--- Exercise directions ---
Copy all of the material below word for word, keeping every line as it is.

─── Items ───

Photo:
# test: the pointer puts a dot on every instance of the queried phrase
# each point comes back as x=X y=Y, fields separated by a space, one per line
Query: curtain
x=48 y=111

───

--- Exercise output ---
Photo:
# test: the pointer puts a dot on every instance of the queried phrase
# each point comes back as x=X y=Y, fields separated by a space, one per line
Query: curtain
x=48 y=111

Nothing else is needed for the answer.